» Page text
+--

Wednesday, March 5, 2014

Fraudulent Authorship Signatures and Mormon Scripture

Summary
  • Under certain conditions, it is possible for authors uninformed regarding linguistics and statistical authorship attribution to obscure their own writing style, or imitate the style of another author.
  • Without intent to obscure or change authorship style, many current stylometric methods are able to assign authorship with high accuracy, even with large sets of candidate authors and relatively small text samples.
  • Machine translation through as many as two additional languages does not obscure authorship styles (i.e. write in English and translate through German and Japanese before returning to English).
  • The conditions for successful obfuscation and imitation are different in a number of ways from those necessary for Joseph Smith to have copied, forged, imitated, or invented Mormon scripture.
  • The differences represent the stylometric challenge needed to establish the plausibility of fraud on the part of Joseph Smith.
Rachel Greenstadt's research group at Drexel University has been doing research into the ability of stylometric methods to identify authors of texts when the authors are attempting to obscure their own style or imitate the style of another author. I looked at two of her published papers to better understand how easy it is to commit 'authorship fraud', since that is the implicit (and sometimes explicit) claim regarding Joseph Smith's production of Mormon scripture.
Michael Brennan, Sadia Afroz, and Rachel Greenstadt. 2012. Adversarial stylometry: Circumventing authorship recognition to preserve privacy and anonymity. ACM Trans. Inf. Syst. Secur. 15, 3, Article 12 (November 2012).

+--

Rows from a pointing dataset:
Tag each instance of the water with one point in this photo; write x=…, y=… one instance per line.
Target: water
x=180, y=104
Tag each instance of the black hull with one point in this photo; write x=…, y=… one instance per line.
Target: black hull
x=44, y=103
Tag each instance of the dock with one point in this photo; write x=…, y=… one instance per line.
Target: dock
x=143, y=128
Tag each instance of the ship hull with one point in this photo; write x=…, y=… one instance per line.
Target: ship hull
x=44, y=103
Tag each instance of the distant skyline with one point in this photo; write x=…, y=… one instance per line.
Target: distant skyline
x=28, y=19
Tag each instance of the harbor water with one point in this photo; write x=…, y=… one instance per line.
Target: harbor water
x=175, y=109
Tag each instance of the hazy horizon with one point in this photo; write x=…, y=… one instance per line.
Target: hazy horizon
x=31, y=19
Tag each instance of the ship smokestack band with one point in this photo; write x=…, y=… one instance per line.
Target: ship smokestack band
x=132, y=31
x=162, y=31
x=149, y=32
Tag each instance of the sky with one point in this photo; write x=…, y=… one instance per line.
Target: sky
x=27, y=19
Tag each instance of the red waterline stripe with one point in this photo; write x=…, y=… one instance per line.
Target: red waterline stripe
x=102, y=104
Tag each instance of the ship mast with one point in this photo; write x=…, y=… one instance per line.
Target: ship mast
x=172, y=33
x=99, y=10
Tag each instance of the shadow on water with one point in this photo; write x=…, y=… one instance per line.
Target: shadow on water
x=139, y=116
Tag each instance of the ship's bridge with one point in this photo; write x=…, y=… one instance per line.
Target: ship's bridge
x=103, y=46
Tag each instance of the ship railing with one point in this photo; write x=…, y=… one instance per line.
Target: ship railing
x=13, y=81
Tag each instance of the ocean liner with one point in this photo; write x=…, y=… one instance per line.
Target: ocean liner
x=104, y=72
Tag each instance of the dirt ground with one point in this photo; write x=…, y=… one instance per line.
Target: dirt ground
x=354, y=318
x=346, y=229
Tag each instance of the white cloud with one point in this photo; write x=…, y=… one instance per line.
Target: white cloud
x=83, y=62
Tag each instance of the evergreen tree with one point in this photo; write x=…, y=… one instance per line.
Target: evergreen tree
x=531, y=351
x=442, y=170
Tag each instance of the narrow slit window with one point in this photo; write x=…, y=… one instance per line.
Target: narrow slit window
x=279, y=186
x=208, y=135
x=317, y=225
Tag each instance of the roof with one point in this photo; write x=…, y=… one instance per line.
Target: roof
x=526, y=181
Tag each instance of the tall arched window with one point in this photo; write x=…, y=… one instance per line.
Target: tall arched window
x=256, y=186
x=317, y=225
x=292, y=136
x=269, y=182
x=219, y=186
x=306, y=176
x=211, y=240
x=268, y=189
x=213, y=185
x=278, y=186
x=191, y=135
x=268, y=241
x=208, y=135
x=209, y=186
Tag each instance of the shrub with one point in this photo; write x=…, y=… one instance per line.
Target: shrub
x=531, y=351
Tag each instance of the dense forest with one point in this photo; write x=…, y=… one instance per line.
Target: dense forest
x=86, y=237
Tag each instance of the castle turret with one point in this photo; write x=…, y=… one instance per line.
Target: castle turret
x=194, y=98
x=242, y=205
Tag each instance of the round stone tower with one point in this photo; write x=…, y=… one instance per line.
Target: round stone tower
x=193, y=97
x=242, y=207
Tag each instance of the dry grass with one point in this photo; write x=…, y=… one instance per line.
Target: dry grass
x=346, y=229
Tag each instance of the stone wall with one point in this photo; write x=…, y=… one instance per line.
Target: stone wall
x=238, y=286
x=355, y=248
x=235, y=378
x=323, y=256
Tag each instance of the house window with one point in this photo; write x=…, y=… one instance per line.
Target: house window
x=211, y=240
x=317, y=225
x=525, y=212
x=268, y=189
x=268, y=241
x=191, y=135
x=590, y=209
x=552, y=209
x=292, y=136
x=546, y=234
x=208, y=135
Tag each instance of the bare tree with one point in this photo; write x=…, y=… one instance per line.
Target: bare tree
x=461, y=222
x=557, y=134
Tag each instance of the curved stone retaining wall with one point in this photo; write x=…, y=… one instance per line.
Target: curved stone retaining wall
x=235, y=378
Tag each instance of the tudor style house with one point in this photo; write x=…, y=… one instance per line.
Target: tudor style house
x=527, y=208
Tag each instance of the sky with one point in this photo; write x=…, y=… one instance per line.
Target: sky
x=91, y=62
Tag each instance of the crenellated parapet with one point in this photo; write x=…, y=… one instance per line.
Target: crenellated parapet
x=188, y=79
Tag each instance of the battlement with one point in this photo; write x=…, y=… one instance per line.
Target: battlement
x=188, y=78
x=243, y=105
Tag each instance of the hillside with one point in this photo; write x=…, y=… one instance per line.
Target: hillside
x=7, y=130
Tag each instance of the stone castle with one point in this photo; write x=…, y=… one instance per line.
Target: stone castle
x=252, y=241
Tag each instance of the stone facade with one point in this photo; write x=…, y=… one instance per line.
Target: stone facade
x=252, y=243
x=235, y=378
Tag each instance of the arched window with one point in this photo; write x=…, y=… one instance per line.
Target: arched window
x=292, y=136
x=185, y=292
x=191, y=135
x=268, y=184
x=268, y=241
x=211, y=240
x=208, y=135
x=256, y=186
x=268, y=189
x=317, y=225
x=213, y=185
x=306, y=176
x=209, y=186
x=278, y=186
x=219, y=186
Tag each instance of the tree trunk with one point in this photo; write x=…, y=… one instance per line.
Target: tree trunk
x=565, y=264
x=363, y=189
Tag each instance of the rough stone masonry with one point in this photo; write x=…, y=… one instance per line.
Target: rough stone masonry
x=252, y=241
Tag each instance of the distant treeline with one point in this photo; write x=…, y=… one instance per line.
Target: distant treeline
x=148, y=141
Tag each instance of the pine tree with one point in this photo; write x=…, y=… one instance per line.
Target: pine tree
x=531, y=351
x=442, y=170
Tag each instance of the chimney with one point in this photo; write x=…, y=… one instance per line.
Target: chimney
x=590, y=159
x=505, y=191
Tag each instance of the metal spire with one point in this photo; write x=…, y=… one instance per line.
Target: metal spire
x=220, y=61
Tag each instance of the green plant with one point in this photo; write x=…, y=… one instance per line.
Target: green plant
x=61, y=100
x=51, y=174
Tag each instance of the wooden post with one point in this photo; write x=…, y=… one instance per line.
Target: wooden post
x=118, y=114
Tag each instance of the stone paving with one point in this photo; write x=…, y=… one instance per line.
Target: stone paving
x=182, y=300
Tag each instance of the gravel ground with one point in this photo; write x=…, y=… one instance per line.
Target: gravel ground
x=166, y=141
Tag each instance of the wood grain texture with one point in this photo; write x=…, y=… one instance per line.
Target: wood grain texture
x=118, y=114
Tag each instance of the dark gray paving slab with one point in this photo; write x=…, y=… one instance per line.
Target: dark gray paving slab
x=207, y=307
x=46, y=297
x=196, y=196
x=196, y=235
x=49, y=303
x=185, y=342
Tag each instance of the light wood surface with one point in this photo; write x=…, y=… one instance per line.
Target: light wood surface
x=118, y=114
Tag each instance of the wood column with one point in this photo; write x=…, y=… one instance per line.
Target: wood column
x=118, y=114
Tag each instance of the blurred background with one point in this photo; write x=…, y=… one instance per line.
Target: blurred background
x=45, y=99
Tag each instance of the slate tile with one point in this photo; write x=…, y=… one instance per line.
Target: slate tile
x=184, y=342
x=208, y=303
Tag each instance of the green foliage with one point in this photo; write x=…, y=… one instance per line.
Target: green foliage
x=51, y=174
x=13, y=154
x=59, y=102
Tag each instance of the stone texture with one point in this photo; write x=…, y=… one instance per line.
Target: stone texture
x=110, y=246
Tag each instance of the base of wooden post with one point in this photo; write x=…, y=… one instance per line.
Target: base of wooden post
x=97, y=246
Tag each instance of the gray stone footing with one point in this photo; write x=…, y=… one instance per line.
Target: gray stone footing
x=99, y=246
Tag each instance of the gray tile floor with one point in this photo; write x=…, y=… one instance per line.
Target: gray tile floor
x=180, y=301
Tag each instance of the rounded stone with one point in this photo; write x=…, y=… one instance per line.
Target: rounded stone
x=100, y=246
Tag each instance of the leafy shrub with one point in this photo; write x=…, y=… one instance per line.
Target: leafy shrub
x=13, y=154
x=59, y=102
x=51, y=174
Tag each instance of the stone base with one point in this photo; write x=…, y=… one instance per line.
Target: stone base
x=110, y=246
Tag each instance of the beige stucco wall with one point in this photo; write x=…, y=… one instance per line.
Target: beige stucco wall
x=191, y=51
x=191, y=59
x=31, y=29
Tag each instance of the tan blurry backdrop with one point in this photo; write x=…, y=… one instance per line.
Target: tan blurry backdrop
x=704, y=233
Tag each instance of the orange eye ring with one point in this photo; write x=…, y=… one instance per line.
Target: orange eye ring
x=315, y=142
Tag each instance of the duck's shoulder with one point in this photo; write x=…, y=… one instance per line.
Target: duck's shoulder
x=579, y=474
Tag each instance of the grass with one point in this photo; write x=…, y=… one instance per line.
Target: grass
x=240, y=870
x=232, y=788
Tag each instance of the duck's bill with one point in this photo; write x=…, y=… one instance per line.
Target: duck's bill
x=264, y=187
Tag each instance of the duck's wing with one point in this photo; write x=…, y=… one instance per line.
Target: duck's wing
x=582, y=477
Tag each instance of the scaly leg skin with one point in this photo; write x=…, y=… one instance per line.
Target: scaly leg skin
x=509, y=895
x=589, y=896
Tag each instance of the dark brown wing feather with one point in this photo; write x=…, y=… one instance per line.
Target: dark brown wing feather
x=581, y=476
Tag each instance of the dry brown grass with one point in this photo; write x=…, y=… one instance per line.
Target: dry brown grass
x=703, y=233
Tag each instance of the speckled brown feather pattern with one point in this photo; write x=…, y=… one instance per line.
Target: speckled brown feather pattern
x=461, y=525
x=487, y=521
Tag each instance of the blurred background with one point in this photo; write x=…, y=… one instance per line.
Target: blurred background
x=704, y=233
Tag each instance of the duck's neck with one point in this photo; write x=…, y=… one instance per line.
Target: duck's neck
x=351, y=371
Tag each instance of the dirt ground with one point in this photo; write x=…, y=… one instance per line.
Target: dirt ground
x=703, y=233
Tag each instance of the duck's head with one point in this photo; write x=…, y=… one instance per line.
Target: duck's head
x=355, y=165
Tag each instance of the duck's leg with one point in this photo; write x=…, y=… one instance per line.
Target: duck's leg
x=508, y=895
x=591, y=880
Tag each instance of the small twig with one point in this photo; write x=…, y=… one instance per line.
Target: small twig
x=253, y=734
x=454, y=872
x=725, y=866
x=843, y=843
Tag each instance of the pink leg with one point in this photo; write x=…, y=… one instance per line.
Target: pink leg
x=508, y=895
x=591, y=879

+--

» Problems to solve
(1) From the stylometry post, copy the section that begins with the words containing "Wednesday, March 5, 2014" and ends with "returning to English).".
(2) Answer these questions using the stylometry post.
(a) At which university is Rachel Greenstadt's research group?
(b) Through as many as how many additional languages can machine translation pass without obscuring authorship styles?
(c) In what month and year was the paper on adversarial stylometry published?

» Answers provided
(1)
Wednesday, March 5, 2014

Fraudulent Authorship Signatures and Mormon Scripture

Summary
  • Under certain conditions, it is possible for authors uninformed regarding linguistics and statistical authorship attribution to obscure their own writing style, or imitate the style of another author.
  • Without intent to obscure or change authorship style, many current stylometric methods are able to assign authorship with high accuracy, even with large sets of candidate authors and relatively small text samples.
  • Machine translation through as many as two additional languages does not obscure authorship styles (i.e. write in English and translate through German and Japanese before returning to English).

(2)
(a) Drexel University
(b) Two
(c) November 2012